EXERCISE. All of the data below must be reproduced word for word, but without its images.
:: SOURCE MATERIAL ::
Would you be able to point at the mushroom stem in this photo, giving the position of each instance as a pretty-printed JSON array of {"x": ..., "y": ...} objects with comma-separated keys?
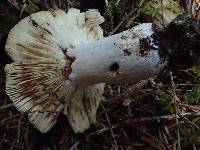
[{"x": 128, "y": 56}]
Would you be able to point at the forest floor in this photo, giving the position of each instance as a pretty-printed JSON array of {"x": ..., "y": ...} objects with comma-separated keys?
[{"x": 158, "y": 113}]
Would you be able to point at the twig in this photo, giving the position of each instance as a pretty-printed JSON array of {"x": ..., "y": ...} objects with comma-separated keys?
[
  {"x": 75, "y": 145},
  {"x": 187, "y": 120},
  {"x": 175, "y": 109},
  {"x": 188, "y": 106},
  {"x": 126, "y": 18},
  {"x": 6, "y": 106},
  {"x": 111, "y": 130}
]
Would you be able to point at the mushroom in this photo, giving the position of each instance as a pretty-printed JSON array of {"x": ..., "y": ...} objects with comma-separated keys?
[{"x": 61, "y": 62}]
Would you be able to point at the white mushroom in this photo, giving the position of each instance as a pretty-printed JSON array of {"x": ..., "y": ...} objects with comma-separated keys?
[{"x": 61, "y": 61}]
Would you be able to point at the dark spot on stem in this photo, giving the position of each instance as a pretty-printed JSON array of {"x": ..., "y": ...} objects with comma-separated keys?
[
  {"x": 114, "y": 67},
  {"x": 34, "y": 23},
  {"x": 127, "y": 52}
]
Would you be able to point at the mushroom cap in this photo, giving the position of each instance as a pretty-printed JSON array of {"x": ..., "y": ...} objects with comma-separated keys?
[{"x": 37, "y": 80}]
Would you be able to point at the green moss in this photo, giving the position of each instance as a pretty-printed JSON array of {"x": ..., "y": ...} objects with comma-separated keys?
[
  {"x": 163, "y": 103},
  {"x": 153, "y": 10}
]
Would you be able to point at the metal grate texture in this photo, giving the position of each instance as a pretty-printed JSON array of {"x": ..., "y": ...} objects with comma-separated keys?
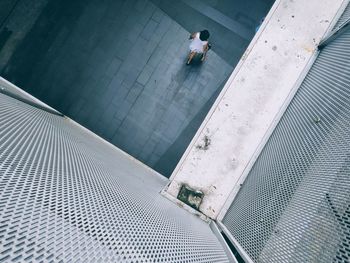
[
  {"x": 294, "y": 205},
  {"x": 68, "y": 196}
]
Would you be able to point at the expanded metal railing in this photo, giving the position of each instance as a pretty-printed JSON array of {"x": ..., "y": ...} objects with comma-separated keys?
[
  {"x": 68, "y": 196},
  {"x": 294, "y": 205}
]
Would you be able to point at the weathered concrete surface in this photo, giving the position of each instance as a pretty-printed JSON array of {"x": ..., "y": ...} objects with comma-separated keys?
[{"x": 252, "y": 98}]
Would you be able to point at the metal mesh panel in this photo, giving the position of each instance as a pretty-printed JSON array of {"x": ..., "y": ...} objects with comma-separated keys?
[
  {"x": 295, "y": 203},
  {"x": 66, "y": 196}
]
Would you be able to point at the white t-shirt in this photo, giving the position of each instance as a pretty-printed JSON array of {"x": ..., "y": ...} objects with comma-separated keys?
[{"x": 197, "y": 45}]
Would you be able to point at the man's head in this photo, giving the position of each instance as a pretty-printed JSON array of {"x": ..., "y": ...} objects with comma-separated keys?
[{"x": 204, "y": 35}]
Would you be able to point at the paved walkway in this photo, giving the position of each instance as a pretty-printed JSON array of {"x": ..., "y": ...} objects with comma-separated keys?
[{"x": 118, "y": 68}]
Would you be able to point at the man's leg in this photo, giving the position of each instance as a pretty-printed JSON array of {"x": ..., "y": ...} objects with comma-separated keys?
[{"x": 190, "y": 57}]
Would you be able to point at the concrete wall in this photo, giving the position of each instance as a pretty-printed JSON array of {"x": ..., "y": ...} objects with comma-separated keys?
[{"x": 258, "y": 90}]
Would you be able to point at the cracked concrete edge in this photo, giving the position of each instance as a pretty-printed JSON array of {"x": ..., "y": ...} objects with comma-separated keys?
[{"x": 252, "y": 98}]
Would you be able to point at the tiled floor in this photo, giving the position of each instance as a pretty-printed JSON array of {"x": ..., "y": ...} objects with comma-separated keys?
[{"x": 118, "y": 68}]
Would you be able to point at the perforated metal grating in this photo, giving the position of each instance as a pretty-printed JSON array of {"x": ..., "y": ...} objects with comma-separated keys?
[
  {"x": 66, "y": 196},
  {"x": 295, "y": 203}
]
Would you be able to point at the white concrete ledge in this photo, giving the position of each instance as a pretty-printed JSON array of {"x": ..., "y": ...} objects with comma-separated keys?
[{"x": 254, "y": 95}]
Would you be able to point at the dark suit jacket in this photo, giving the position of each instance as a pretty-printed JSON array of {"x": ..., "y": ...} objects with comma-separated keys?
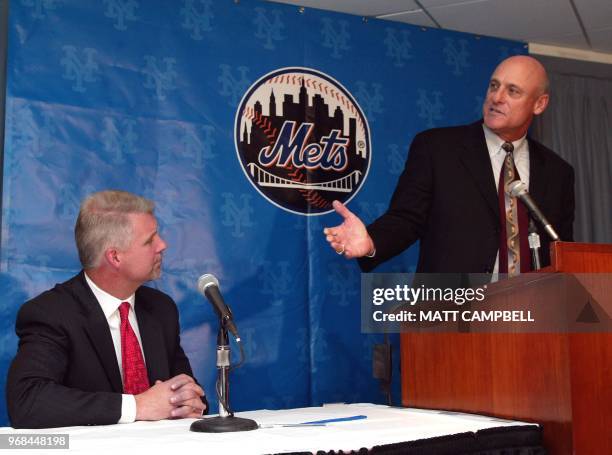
:::
EXPECTED ANSWER.
Would you be able to point at the mushroom stem in this photo, giving the position of each instance as a pretty-printed JSON array of {"x": ..., "y": ...} objects with comma-separated keys?
[{"x": 128, "y": 56}]
Would you be able to point at the forest floor in this photo, giving the position of each instance as a pretty-printed JSON array of {"x": ..., "y": ...} objects with comma-separated keys?
[{"x": 158, "y": 113}]
Would you be able to point at the twig in this photo, giving the position of each instance as a pretty-printed JSON array of {"x": ..., "y": ...} objects with comma-separated keys?
[
  {"x": 75, "y": 145},
  {"x": 187, "y": 120},
  {"x": 175, "y": 109},
  {"x": 188, "y": 106},
  {"x": 126, "y": 18},
  {"x": 6, "y": 106},
  {"x": 111, "y": 130}
]
Would you be able to point at the mushroom in this photo, giving the position of each instance as a pretty-printed JSON array of {"x": ..., "y": ...} objects with comma-separated keys?
[{"x": 61, "y": 62}]
Would you be able to point at the white mushroom in this photo, giving the position of each instance as a pretty-printed JSON array of {"x": ..., "y": ...} objects with comma-separated keys?
[{"x": 61, "y": 61}]
Would you be able to point at the dark spot on stem in this photo, giving the position of each instance as a pretty-printed JSON array of {"x": ..., "y": ...} objects with comma-separated keys?
[
  {"x": 114, "y": 67},
  {"x": 34, "y": 23},
  {"x": 127, "y": 52}
]
Would you be able to point at the mushroom cap in this photo, giving the position of each instance as a pretty-printed JSON array of {"x": ..., "y": ...} objects with comma-separated keys?
[{"x": 37, "y": 80}]
Would you be able to point at the green moss in this photo, giving the position of each instance as a pretty-printed JSON array of {"x": ..., "y": ...} objects with comma-separated keys?
[
  {"x": 163, "y": 103},
  {"x": 153, "y": 10}
]
Would you be able to point at the metal grate texture in this photo, giving the position of each instance as a pretty-printed JSON array of {"x": ..., "y": ...} objects with comma-separated keys?
[
  {"x": 294, "y": 205},
  {"x": 68, "y": 196}
]
Would you be able to point at the expanded metal railing in this photo, giving the position of each instance as a pretty-printed JSON array of {"x": ..., "y": ...} objects with comma-separated keys?
[
  {"x": 68, "y": 196},
  {"x": 294, "y": 205}
]
Would you be able to point at the weathered concrete surface in this photo, giving the position of each instance as a pretty-printed JSON array of {"x": ..., "y": ...} objects with comma-separated keys?
[{"x": 252, "y": 98}]
Would you be able to point at the metal mesh panel in this photo, giving the position of each instance as a pretty-printed JSON array of {"x": ..., "y": ...} objects with comma-separated keys?
[
  {"x": 295, "y": 203},
  {"x": 66, "y": 196}
]
Would you be able to point at the white t-shirt in this photo, giving the position of each instance as a pretty-printed JSON array of {"x": ..., "y": ...} objects with comma-separated keys?
[{"x": 197, "y": 45}]
Would you be able to point at the man's head in this photo, giving the position of each instance as a pretty-printed JSON array of {"x": ..., "y": ...} objects with comma-separated keys?
[{"x": 204, "y": 35}]
Would you be able to point at the paved walkway in this photo, giving the position of each instance as a pretty-printed JSON array of {"x": ..., "y": ...} objects with comma-separated keys?
[{"x": 118, "y": 68}]
Would you be able to point at the man's leg in this photo, giving the position of each instance as a pretty-printed JSON array of {"x": ..., "y": ...} objects with comma-separated keys?
[{"x": 190, "y": 57}]
Would you be able to point at the concrete wall in this photo, giving the position of each instance as a pretty-printed JSON array of {"x": ..., "y": ...} objects with comma-separated keys?
[{"x": 258, "y": 90}]
Would you be able to point at the cracked concrete edge in this photo, giving the position of each instance as a pretty-printed JSON array of {"x": ..., "y": ...} objects with comma-separated keys?
[{"x": 252, "y": 98}]
Would you be able to point at the tiled floor in this photo, giving the position of each instance as a pretty-printed JSON array of {"x": ..., "y": ...} objects with comma-separated keys?
[{"x": 118, "y": 68}]
Would you be able to point at the perforated metal grating in this photo, giving the position of each instance as a pretty-printed JSON array of {"x": ..., "y": ...} objects with comma-separated keys?
[
  {"x": 66, "y": 196},
  {"x": 295, "y": 203}
]
Would you be able to point at the white concrete ledge in this photo, giving the position of each instance as a pretty-printed JSON array of {"x": ..., "y": ...} objects with comma-separated keys?
[{"x": 254, "y": 95}]
Would you be able to point at the dark suit jacket in this photo, giving the position of each instance as a pretty-printed JSON array of {"x": ..., "y": ...} objects with comma-separated keys?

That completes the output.